> _The exercise_:
Reproduce verbatim the part of the entries below that opens with the line containing "Task: indicate the power" and closes with the line containing "x=1024 y=833", both of those lines included.

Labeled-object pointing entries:
┌──

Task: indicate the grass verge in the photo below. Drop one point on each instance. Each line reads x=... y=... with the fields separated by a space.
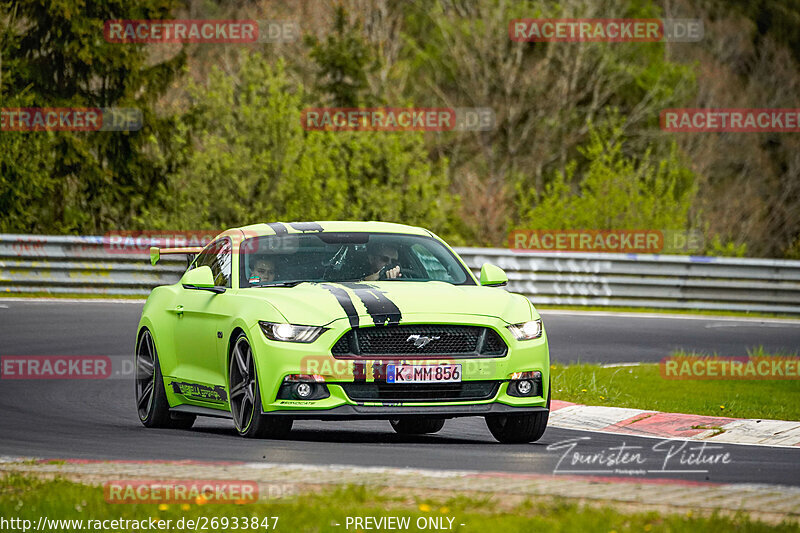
x=29 y=498
x=643 y=387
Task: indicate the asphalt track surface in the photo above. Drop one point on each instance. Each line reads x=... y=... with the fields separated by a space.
x=96 y=419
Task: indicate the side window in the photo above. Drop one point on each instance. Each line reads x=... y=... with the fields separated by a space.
x=432 y=265
x=218 y=255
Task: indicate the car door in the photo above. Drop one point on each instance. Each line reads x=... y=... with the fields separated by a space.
x=201 y=372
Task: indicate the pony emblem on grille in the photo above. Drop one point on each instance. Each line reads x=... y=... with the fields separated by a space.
x=421 y=340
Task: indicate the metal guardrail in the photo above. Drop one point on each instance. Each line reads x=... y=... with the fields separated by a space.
x=75 y=265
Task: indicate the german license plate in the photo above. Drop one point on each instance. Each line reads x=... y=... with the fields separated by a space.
x=423 y=373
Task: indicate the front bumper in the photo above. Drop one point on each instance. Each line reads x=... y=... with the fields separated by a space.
x=276 y=360
x=349 y=412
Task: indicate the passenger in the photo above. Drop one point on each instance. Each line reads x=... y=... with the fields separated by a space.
x=263 y=271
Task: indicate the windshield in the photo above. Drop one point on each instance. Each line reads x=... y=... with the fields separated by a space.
x=288 y=259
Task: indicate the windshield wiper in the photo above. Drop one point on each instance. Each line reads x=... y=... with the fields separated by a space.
x=284 y=283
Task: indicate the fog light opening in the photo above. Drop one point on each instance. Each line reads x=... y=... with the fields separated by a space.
x=524 y=387
x=303 y=390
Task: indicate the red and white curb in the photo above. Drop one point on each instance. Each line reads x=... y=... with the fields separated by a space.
x=643 y=423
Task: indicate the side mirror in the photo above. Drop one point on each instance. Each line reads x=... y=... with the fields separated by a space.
x=200 y=278
x=493 y=276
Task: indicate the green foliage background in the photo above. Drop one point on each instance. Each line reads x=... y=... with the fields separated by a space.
x=576 y=144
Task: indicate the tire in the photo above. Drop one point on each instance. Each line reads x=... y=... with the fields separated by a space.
x=417 y=426
x=519 y=429
x=151 y=400
x=245 y=397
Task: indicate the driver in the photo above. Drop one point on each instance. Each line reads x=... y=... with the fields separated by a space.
x=263 y=271
x=379 y=257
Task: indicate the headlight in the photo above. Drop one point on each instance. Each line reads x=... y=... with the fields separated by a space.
x=291 y=332
x=525 y=331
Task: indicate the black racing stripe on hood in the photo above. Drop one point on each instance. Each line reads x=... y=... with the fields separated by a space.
x=344 y=300
x=306 y=226
x=381 y=309
x=278 y=228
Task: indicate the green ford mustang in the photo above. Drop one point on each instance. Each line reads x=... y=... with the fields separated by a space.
x=340 y=320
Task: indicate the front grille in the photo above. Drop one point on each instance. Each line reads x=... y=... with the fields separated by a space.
x=405 y=340
x=420 y=392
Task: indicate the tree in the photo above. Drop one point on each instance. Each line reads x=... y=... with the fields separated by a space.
x=253 y=162
x=54 y=55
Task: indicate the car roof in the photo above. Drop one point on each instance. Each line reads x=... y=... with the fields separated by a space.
x=275 y=228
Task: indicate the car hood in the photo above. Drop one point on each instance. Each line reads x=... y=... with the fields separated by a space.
x=386 y=302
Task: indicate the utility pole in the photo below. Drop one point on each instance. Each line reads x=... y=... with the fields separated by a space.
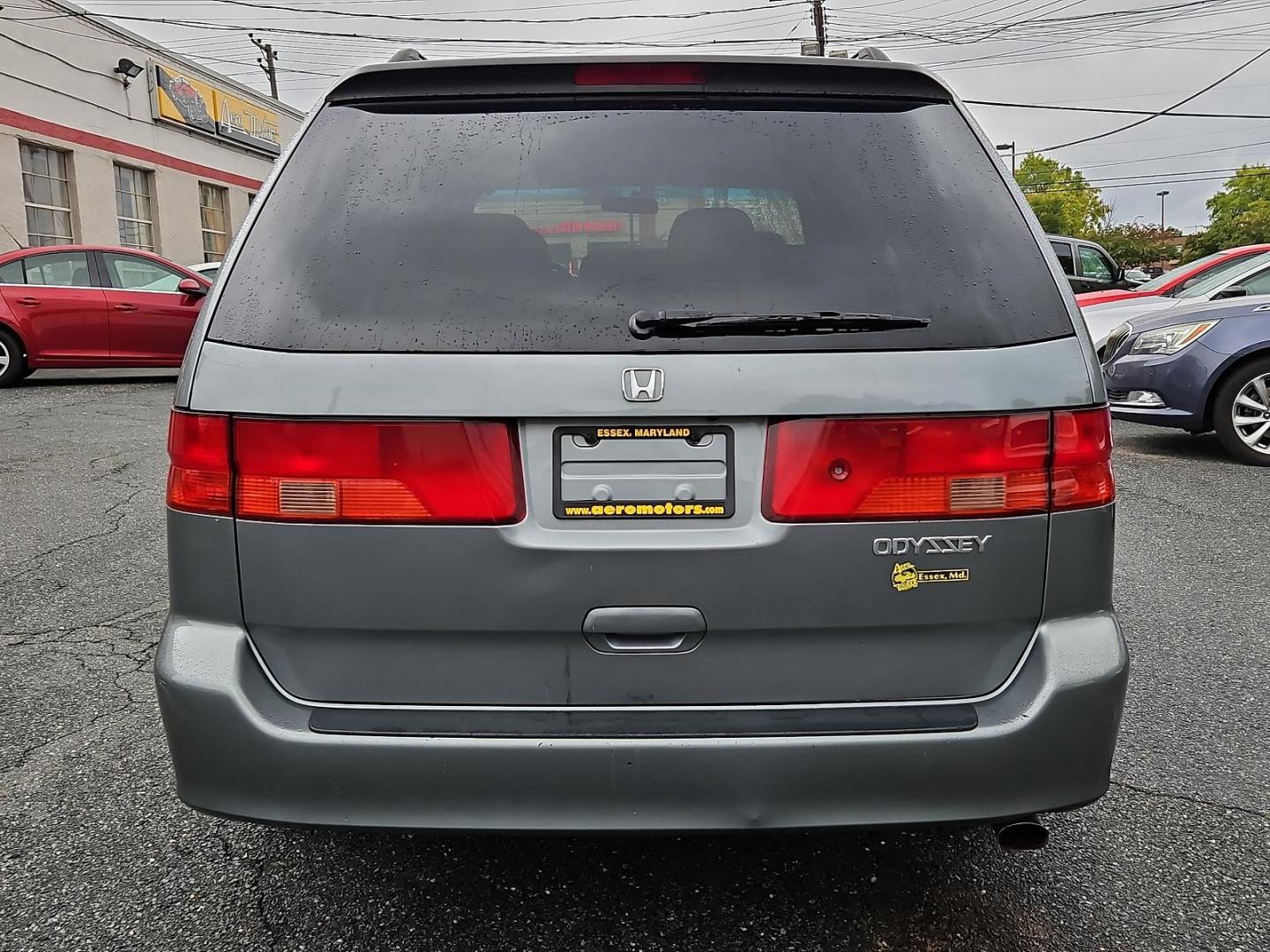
x=267 y=61
x=818 y=19
x=1002 y=147
x=816 y=48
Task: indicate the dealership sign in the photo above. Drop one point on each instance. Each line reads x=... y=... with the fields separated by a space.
x=579 y=227
x=195 y=104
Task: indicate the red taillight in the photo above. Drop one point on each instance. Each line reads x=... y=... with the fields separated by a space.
x=639 y=74
x=346 y=471
x=198 y=480
x=937 y=467
x=1082 y=458
x=354 y=471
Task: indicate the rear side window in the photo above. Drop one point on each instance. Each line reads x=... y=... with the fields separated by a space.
x=136 y=273
x=13 y=273
x=1094 y=264
x=544 y=231
x=1065 y=257
x=64 y=270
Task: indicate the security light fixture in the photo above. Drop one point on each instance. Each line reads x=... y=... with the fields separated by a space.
x=129 y=71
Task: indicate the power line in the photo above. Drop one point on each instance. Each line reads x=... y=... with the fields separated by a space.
x=1116 y=112
x=1162 y=112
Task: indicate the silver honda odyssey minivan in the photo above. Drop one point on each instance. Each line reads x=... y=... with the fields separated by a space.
x=640 y=443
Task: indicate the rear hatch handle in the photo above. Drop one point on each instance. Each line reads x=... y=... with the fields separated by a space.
x=644 y=629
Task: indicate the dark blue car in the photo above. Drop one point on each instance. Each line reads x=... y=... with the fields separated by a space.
x=1200 y=367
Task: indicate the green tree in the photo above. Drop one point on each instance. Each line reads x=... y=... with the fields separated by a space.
x=1061 y=197
x=1133 y=244
x=1237 y=215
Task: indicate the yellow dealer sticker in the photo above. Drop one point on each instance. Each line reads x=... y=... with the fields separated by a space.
x=906 y=576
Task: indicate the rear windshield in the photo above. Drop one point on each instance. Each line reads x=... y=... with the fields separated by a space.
x=544 y=231
x=1213 y=279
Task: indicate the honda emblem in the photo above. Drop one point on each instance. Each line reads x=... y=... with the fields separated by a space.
x=643 y=383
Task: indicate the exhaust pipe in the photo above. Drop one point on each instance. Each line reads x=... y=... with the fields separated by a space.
x=1024 y=833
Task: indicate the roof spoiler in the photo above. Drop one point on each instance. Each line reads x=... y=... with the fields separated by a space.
x=870 y=52
x=545 y=78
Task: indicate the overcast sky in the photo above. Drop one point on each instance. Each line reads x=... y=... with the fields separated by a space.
x=1134 y=55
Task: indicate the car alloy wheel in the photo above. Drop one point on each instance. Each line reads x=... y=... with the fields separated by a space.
x=1250 y=413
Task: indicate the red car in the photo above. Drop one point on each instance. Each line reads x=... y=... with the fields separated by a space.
x=93 y=306
x=1171 y=282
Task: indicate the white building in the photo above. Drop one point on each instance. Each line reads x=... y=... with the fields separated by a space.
x=167 y=159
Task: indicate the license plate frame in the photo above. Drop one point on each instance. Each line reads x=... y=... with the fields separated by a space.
x=635 y=509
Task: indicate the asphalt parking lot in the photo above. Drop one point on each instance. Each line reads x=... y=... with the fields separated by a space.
x=97 y=853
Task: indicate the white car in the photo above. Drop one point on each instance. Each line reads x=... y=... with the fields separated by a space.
x=1250 y=279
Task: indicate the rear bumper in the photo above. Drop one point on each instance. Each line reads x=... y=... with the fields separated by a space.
x=243 y=749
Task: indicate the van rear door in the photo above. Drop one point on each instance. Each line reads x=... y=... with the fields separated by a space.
x=433 y=306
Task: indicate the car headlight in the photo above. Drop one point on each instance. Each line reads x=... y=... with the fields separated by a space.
x=1169 y=340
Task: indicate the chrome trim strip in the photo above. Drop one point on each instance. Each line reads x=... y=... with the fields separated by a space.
x=539 y=709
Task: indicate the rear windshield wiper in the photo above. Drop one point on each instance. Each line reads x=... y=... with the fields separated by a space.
x=707 y=324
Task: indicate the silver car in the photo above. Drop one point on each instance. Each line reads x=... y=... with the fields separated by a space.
x=568 y=446
x=1249 y=277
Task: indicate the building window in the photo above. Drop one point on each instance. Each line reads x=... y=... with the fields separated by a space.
x=133 y=199
x=46 y=188
x=213 y=201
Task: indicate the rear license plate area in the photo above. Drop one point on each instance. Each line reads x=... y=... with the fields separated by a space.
x=643 y=471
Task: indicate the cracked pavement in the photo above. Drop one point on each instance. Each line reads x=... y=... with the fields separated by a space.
x=97 y=853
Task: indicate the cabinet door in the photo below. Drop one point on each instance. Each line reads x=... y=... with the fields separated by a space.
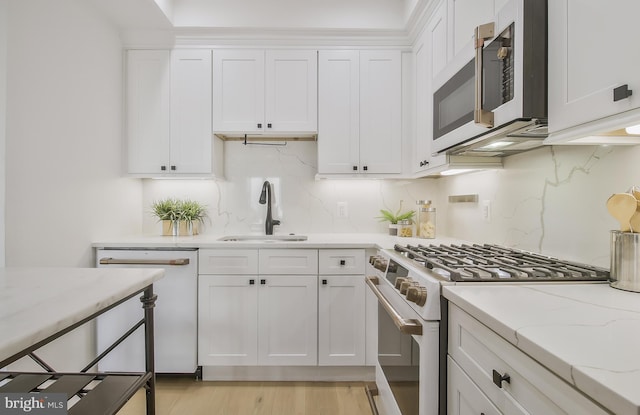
x=464 y=16
x=191 y=129
x=380 y=112
x=227 y=320
x=287 y=320
x=338 y=111
x=463 y=396
x=341 y=320
x=148 y=111
x=238 y=85
x=582 y=79
x=291 y=90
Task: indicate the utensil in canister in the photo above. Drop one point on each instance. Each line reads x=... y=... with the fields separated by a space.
x=622 y=206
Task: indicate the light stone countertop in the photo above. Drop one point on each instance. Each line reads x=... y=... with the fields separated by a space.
x=588 y=334
x=36 y=303
x=318 y=241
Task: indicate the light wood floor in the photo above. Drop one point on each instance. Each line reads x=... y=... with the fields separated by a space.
x=179 y=396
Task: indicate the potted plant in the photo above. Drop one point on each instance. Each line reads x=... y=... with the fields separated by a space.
x=393 y=218
x=167 y=211
x=192 y=215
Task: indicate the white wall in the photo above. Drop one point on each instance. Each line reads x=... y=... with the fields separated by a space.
x=64 y=135
x=551 y=200
x=3 y=122
x=304 y=205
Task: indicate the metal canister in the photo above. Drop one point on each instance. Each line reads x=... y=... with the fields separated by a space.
x=625 y=261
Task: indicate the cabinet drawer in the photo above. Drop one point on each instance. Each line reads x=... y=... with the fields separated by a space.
x=341 y=261
x=480 y=351
x=228 y=261
x=288 y=261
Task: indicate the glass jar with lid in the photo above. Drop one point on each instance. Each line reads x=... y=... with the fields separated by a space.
x=426 y=220
x=405 y=228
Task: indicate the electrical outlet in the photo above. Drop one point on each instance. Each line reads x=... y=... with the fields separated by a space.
x=343 y=210
x=486 y=210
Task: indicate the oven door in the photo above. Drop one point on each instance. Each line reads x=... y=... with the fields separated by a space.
x=407 y=368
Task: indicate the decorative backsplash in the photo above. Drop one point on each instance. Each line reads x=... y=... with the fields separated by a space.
x=302 y=203
x=550 y=200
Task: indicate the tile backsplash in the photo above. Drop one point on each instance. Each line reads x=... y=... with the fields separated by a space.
x=551 y=200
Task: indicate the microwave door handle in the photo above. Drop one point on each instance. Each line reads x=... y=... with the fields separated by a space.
x=480 y=116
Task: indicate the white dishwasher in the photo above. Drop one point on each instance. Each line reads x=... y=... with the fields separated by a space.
x=175 y=313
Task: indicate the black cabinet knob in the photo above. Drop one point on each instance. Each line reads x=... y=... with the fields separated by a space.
x=621 y=92
x=498 y=378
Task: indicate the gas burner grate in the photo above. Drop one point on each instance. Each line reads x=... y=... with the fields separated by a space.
x=488 y=262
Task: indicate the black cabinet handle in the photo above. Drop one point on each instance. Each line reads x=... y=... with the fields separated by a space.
x=498 y=378
x=621 y=92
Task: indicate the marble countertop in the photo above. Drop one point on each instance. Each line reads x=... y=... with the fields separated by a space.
x=329 y=240
x=588 y=334
x=36 y=303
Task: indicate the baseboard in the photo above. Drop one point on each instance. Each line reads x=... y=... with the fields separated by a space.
x=290 y=373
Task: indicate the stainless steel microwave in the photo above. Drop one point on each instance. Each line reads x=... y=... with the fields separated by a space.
x=495 y=104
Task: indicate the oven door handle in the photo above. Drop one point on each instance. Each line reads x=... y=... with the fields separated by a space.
x=480 y=115
x=406 y=326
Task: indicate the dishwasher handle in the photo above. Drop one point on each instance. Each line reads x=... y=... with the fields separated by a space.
x=116 y=261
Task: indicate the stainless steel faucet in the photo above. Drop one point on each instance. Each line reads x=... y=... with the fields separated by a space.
x=265 y=197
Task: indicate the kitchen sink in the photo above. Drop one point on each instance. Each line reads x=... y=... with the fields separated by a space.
x=264 y=238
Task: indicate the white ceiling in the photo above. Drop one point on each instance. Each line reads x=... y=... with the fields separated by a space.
x=382 y=15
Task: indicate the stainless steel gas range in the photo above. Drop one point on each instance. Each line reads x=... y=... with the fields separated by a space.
x=412 y=319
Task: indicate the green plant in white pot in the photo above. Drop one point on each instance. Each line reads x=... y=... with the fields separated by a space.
x=192 y=216
x=394 y=217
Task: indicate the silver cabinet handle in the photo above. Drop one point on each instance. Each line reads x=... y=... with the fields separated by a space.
x=115 y=261
x=480 y=116
x=406 y=326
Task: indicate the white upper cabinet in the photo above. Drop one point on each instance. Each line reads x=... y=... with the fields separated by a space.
x=262 y=92
x=169 y=130
x=360 y=112
x=148 y=110
x=592 y=54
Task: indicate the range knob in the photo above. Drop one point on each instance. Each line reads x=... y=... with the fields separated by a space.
x=399 y=282
x=417 y=294
x=404 y=286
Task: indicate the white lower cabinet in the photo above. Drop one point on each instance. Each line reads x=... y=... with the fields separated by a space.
x=269 y=307
x=485 y=368
x=341 y=320
x=287 y=322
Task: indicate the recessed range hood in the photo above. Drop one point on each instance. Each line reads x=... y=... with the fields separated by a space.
x=514 y=137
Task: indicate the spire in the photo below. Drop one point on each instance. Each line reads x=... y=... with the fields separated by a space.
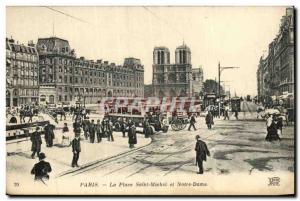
x=53 y=29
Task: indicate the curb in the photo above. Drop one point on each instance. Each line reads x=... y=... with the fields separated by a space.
x=101 y=160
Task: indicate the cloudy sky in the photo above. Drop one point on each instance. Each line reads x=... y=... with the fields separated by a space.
x=235 y=36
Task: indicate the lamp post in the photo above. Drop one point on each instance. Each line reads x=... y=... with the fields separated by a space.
x=220 y=69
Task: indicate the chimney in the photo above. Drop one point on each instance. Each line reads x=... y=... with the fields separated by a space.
x=30 y=43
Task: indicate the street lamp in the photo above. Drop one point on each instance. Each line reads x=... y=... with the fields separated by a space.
x=220 y=69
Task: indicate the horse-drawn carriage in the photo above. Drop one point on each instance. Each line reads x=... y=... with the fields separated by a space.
x=138 y=116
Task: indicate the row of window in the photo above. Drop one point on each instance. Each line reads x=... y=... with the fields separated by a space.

└──

> _Full output_:
Task: indicate the power line in the photo above. Drop one point on each instance. Each line reads x=... y=... with the fields separated by a space.
x=1116 y=112
x=1162 y=112
Task: indicate the silver honda odyssey minivan in the photo above. Drop one point on each instance. Each line reads x=... y=... with the fields separated by a space.
x=640 y=443
Task: indicate the rear hatch handle in the photo above. Drop one point on each instance. Each line reads x=... y=... with the fields separated by a space.
x=644 y=629
Task: indicate the dark blue car in the photo above. Drop one point on each instance. Each line reads x=... y=... with the fields separated by a space.
x=1200 y=367
Task: indicate the green tree in the photo above. Drop one point on each instance. Each line reads x=... y=... with the fields separated by a space.
x=1061 y=197
x=1133 y=244
x=1237 y=215
Task: indicate the yellow dealer sticker in the photo above. Drop one point on each instance. Each line reads x=... y=... with the fields separated by a space.
x=906 y=576
Task: indicate the rear windshield in the photo above. Drop one point on each instance. Each line reads x=... y=... with the fields separated by a space.
x=544 y=231
x=1213 y=279
Task: indicate the honda emblem in the photo above. Drop one point on each instance. Each line reads x=... y=... with the fields separated by a space.
x=643 y=383
Task: indicate the exhaust pipe in the photo above. Drop one point on each instance. Each line reads x=... y=... with the fields separated by a space.
x=1024 y=833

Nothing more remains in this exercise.